Dataset excerpt

───

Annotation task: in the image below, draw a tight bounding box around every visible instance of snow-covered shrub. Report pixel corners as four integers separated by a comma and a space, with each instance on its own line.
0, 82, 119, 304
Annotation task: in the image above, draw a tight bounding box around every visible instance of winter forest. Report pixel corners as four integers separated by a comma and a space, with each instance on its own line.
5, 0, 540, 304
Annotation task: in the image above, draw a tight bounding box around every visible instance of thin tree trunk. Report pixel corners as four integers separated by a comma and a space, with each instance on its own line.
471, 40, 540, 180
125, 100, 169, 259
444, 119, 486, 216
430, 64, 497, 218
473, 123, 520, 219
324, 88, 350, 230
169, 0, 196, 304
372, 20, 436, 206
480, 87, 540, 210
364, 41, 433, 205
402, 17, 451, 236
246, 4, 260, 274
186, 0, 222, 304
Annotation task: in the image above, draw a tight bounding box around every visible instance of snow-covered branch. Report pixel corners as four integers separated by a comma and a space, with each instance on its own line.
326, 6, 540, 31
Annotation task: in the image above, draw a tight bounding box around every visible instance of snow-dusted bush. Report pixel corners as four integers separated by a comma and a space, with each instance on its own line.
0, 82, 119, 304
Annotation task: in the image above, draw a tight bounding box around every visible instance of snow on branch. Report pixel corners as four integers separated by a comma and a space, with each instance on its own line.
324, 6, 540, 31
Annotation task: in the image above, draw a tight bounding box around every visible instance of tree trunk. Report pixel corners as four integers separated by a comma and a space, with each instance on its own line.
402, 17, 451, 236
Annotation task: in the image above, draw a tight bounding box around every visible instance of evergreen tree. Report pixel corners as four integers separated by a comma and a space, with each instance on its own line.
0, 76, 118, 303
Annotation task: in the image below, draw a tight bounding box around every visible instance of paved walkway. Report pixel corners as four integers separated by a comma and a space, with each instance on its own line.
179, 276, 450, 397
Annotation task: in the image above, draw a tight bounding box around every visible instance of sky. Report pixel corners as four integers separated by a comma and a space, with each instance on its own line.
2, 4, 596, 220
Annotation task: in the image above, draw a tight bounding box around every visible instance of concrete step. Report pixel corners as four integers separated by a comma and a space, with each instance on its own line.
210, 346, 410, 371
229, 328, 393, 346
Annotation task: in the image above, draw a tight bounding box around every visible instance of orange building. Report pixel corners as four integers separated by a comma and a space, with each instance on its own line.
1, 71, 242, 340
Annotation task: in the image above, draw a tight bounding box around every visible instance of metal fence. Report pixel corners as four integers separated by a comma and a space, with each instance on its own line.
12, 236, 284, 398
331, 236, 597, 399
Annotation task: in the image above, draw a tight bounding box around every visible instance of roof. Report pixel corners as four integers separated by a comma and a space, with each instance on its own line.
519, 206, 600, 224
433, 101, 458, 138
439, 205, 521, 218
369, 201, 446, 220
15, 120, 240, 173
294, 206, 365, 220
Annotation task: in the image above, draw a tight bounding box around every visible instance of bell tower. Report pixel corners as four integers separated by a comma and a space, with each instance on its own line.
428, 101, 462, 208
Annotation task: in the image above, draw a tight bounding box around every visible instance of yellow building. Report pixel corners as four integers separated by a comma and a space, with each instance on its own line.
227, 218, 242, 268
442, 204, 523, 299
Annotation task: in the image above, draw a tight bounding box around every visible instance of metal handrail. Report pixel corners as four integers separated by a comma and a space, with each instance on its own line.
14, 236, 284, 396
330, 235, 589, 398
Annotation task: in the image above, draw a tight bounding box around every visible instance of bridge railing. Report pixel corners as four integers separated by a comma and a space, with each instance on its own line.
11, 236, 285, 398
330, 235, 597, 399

───

=== TASK DESCRIPTION ===
Recast the records above as a numbered list with one line per item, omitting blank lines.

=== EXERCISE OUTPUT ===
1. Annotation task: in the image below, draw a tight bounding box around every visible instance of snow-covered shrub. Report pixel corners as four integers separated by a comma and a space, with each instance on its own line.
2. 0, 82, 119, 304
3. Annotation task: in the image above, draw a tight bounding box around every visible instance of winter forest. Report pixel corners as four integers separated by a comma and a space, with each instance on its own line.
4. 5, 0, 540, 304
5. Annotation task: in the image above, draw a tight bounding box around every visible instance of thin tree trunk. Report pixel corners as four integers separated by a comma and a space, with each instance on its own line.
6. 471, 40, 540, 180
7. 125, 100, 169, 259
8. 444, 119, 486, 216
9. 430, 64, 497, 218
10. 473, 123, 520, 219
11. 324, 88, 350, 230
12. 169, 0, 196, 304
13. 372, 20, 436, 206
14. 480, 87, 540, 210
15. 364, 41, 433, 205
16. 402, 17, 451, 236
17. 246, 4, 260, 274
18. 186, 0, 222, 304
19. Annotation task: in the image above, draw a tight bounding box around every visible instance of snow-covered branch. Report pixel corners as four integers separated by a comma and a space, with each instance on its own line.
20. 326, 6, 540, 31
21. Annotation task: in the image above, draw a tight bounding box around every visible instance of snow-dusted bush. Report pixel corners as four integers separated by a comma and a space, with each instance on its own line.
22. 0, 82, 119, 304
23. Annotation task: in the image above, draw a tight bounding box around every visible instance of snow on branch. Report pixel corners as four integers separated by a comma and a space, with each instance on its own line.
24. 324, 6, 540, 31
25. Annotation task: in the image above, draw a tight bounding box around every visible instance of tree trunk. Report pixel corners as four integers separated by a comma and a space, with each instance on its own line.
26. 402, 17, 451, 236
27. Annotation task: in the image above, draw a tight bounding box around every visible instance of evergreen tree. Report pixel corners as four integers separated by a comma and a space, with each instance on its own line.
28. 0, 76, 118, 303
29. Annotation task: in the image below, draw a tight bounding box around every visible instance of paved walkway. Report pixel corners as four integers separated by a comma and a space, with each instance on its own line.
30. 179, 276, 450, 397
31. Annotation task: in the image above, draw a tight bounding box around every visible instance of sky. Report pixel corners as four integers separated by a comma and a space, with each instance on its own line.
32. 2, 4, 596, 220
33. Annotation task: in the image above, draw a tight bounding box around every visible instance of concrete step. Report pixel corners as four integers separated by a comma and a space, with each instance on its own line.
34. 210, 346, 410, 371
35. 229, 328, 393, 346
36. Annotation task: in the image above, draw a tight bounding box around every visible instance of orange building. Report pixel corners as four integers separated by a comma and a space, with each instance on its own line.
37. 1, 71, 242, 340
38. Annotation task: in the image above, draw a tight bounding box around every visible instance of metal fence. Report pixel corners as four integers separated by a comma and a space, with each instance on its own line.
39. 12, 236, 284, 398
40. 331, 236, 597, 399
41. Annotation task: in the image above, draw a tight bounding box around every visible instance of roof. Report pixel corners as four integers separated by a comma and a space, with each instance on its own line.
42. 519, 206, 600, 224
43. 433, 101, 458, 138
44. 439, 205, 521, 218
45. 369, 201, 446, 220
46. 15, 120, 240, 173
47. 294, 206, 365, 220
48. Annotation task: in the image above, draw a tight bounding box around every visible instance of bell tower. Report pixel corners as four integers separated by a comma and a space, with each instance on its own line.
49. 428, 101, 462, 208
50. Annotation task: in the image above, draw a tight bounding box around every visible instance of yellow building. Report pixel corners as four integers separated by a comma and a space, with each instance on its own line.
51. 227, 218, 242, 268
52. 442, 204, 523, 299
53. Annotation task: in the image above, draw a tight bounding box around every visible instance of metal handrail. Report pixel corners as four integers separated by a comma and a space, with each instance on its own line.
54. 14, 236, 284, 396
55. 330, 235, 589, 398
56. Annotation task: in the image above, draw a tight bounding box around every visible instance of bridge railing. Report pixel corners as four integers separated by a comma and a space, with each instance on its own line.
57. 11, 236, 285, 398
58. 330, 235, 597, 399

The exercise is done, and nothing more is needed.